Reading text -

====

Our task involved expanding our collective knowledge of coding, primarily utilizing the TEI standard and the XML format, of which we plugged finally into the versioning machine of the Fluid-Text.

However, what can’t clearly be seen in the digital manifestation of our effort are the organizational bumps we plowed into along the way– the rerouting and clarifying and focusing and… Here we will historicize the endeavor (much like our project scaffolds Thoreau to a greater degree)– of the careful balance digital humanists must establish between planning  and actual implementation.

For all the struggle, our project was completed. The Fluid-Text edition is ever-enhancing itself, and Thoreau isn’t done with us yet, either.

Table of Contents:

•The Process
• The Product
• Challenges
• The Future
• Digital Humanities
• Project Members
• Resources


 “No man ever stood the lower in my estimation for having a patch in his clothes…”

====

Exercise input -
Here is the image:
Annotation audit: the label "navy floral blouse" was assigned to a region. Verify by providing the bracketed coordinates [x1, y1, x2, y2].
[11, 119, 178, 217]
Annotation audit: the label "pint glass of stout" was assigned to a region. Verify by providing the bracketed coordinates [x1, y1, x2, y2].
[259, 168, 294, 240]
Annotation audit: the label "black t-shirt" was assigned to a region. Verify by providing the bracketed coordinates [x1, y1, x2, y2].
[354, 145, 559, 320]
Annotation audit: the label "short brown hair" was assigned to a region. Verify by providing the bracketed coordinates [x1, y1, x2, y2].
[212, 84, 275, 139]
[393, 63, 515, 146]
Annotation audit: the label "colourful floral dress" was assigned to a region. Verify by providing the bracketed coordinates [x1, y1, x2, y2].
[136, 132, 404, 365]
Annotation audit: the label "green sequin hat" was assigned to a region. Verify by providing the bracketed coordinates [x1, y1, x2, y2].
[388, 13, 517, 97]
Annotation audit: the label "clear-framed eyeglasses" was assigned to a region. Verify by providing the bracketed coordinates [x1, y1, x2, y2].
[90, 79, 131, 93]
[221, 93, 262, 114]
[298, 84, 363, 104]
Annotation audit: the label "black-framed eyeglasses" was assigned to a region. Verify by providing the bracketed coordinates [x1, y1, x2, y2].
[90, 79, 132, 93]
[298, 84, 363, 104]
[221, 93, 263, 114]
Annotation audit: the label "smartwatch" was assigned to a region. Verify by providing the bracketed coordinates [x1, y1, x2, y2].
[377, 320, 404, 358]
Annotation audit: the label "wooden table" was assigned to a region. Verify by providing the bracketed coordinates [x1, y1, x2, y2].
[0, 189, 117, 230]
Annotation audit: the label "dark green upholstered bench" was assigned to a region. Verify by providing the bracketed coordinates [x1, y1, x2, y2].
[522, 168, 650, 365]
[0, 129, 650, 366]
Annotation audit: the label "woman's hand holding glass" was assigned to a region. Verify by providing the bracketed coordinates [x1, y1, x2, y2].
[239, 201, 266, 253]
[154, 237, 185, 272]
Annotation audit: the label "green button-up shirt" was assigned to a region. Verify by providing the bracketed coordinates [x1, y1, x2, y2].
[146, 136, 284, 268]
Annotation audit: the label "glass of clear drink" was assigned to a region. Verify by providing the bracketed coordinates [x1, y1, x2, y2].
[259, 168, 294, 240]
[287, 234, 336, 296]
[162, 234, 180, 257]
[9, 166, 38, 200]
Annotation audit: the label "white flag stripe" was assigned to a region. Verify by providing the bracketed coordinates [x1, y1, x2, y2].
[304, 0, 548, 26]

====

Your tasks -
• a. Answer these questions about the text on the Thoreau Fluid-Text project:
(i) Which standard and which format did the coding work mainly use?
(ii) Into what was the finished coding finally plugged?
(iii) In the table of contents, which section comes right after "Challenges"?
• b. Scale the stretch of records from their start through the line that contains "[377, 320, 404, 358]", both ends included. Give those lines again with their requests, and multiply every coordinate in the answers by 2.4, rounding to whole numbers with halves rounded up; return only these lines.

Worked answers -
• a.
(i) The TEI standard and the XML format.
(ii) The versioning machine of the Fluid-Text.
(iii) The Future.

• b.
Here is the image:
Annotation audit: the label "navy floral blouse" was assigned to a region. Verify by providing the bracketed coordinates [x1, y1, x2, y2].
[26, 286, 427, 521]
Annotation audit: the label "pint glass of stout" was assigned to a region. Verify by providing the bracketed coordinates [x1, y1, x2, y2].
[622, 403, 706, 576]
Annotation audit: the label "black t-shirt" was assigned to a region. Verify by providing the bracketed coordinates [x1, y1, x2, y2].
[850, 348, 1342, 768]
Annotation audit: the label "short brown hair" was assigned to a region. Verify by providing the bracketed coordinates [x1, y1, x2, y2].
[509, 202, 660, 334]
[943, 151, 1236, 350]
Annotation audit: the label "colourful floral dress" was assigned to a region. Verify by providing the bracketed coordinates [x1, y1, x2, y2].
[326, 317, 970, 876]
Annotation audit: the label "green sequin hat" was assigned to a region. Verify by providing the bracketed coordinates [x1, y1, x2, y2].
[931, 31, 1241, 233]
Annotation audit: the label "clear-framed eyeglasses" was assigned to a region. Verify by providing the bracketed coordinates [x1, y1, x2, y2].
[216, 190, 314, 223]
[530, 223, 629, 274]
[715, 202, 871, 250]
Annotation audit: the label "black-framed eyeglasses" was assigned to a region. Verify by providing the bracketed coordinates [x1, y1, x2, y2].
[216, 190, 317, 223]
[715, 202, 871, 250]
[530, 223, 631, 274]
Annotation audit: the label "smartwatch" was assigned to a region. Verify by providing the bracketed coordinates [x1, y1, x2, y2].
[905, 768, 970, 859]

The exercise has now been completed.